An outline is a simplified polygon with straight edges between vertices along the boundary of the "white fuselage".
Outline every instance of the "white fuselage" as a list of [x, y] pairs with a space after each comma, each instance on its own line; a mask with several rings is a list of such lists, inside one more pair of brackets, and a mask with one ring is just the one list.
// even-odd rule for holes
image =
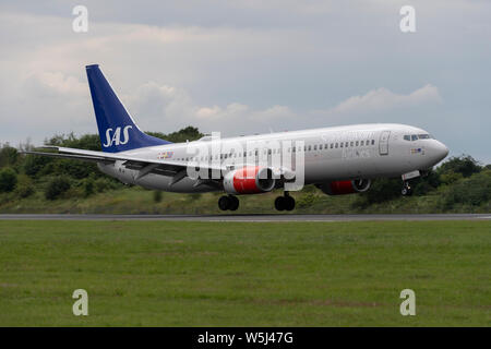
[[[292, 145], [287, 149], [285, 144], [289, 142], [292, 142]], [[271, 164], [276, 155], [283, 158], [292, 154], [295, 144], [303, 144], [297, 149], [303, 152], [306, 184], [398, 177], [417, 170], [427, 170], [448, 153], [445, 145], [421, 129], [380, 123], [230, 139], [204, 137], [189, 143], [144, 147], [121, 154], [145, 159], [165, 158], [184, 165], [192, 161], [196, 166], [226, 164], [230, 168], [240, 168], [243, 164], [250, 165], [251, 159], [258, 161], [262, 158]], [[206, 152], [193, 154], [193, 148], [196, 147], [205, 148]], [[291, 163], [295, 167], [295, 156]], [[188, 193], [217, 191], [216, 186], [195, 185], [196, 180], [188, 177], [172, 185], [170, 185], [172, 178], [167, 176], [149, 173], [139, 178], [139, 171], [124, 168], [123, 161], [99, 164], [99, 168], [122, 182], [149, 189]]]

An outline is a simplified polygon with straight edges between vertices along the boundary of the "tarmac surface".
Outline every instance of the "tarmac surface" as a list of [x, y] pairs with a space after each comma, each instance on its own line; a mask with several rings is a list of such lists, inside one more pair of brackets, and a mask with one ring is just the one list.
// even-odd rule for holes
[[367, 221], [489, 220], [490, 214], [442, 215], [0, 215], [0, 220], [175, 220], [175, 221]]

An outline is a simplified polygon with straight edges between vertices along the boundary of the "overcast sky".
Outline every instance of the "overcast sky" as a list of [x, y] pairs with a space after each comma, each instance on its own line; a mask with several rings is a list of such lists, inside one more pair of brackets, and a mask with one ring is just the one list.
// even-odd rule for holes
[[488, 0], [0, 0], [0, 142], [97, 132], [99, 63], [143, 130], [400, 122], [491, 163], [490, 19]]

================

◆ **Task instructions**: Pictures don't belong in the copy. Transcribe every record exactly as it appears.

◆ **Finished exercise**:
An outline is a simplified polygon with straight edges between vertices along the boundary of the "white fuselage".
Outline every instance of the "white fuselage" as a list of [x, y] pairs with a space after each comma, each instance on its own line; a mask with several rings is a list of such lists, inside one more pair of brackets, and a mask with one ring is just the one list.
// even-odd rule for holes
image =
[[[292, 145], [287, 149], [285, 144], [289, 142], [292, 142]], [[271, 164], [276, 155], [283, 158], [292, 154], [295, 144], [303, 144], [297, 149], [303, 152], [306, 184], [398, 177], [417, 170], [427, 170], [448, 153], [445, 145], [421, 129], [380, 123], [230, 139], [204, 137], [189, 143], [144, 147], [121, 154], [145, 159], [165, 158], [184, 165], [192, 161], [196, 166], [226, 164], [230, 168], [240, 168], [243, 164], [250, 165], [251, 159], [258, 161], [262, 158]], [[206, 152], [193, 154], [193, 148], [196, 147], [205, 148]], [[291, 163], [295, 167], [295, 156]], [[188, 193], [217, 191], [216, 186], [195, 185], [196, 180], [188, 177], [172, 185], [170, 185], [172, 178], [167, 176], [149, 173], [139, 178], [139, 171], [124, 168], [123, 161], [99, 164], [99, 168], [122, 182], [149, 189]]]

An outline is a simplified polygon with straight edges between vertices along the boundary of the "tarmac surface".
Outline every instance of the "tarmac surface" as a list of [x, y] pairs with a space after each comma, each instance on its own line; a mask with several rings is a list of such lists, inside one more pair of brackets, and a mask with one ring is just the one list.
// even-odd rule for holes
[[367, 221], [489, 220], [490, 214], [442, 215], [0, 215], [0, 220], [175, 220], [175, 221]]

An outline is a simplified polygon with straight edges between vertices along the boundary of the "overcast sky".
Outline every instance of the "overcast sky" as a list of [x, y] pairs with a space after each comma, each instance on its own line; a mask with several rings is a list of such lists, inside one more pair of brackets, and a mask with one ring is just the one list.
// even-odd rule for holes
[[488, 0], [0, 0], [0, 142], [97, 132], [99, 63], [143, 130], [400, 122], [491, 163], [490, 19]]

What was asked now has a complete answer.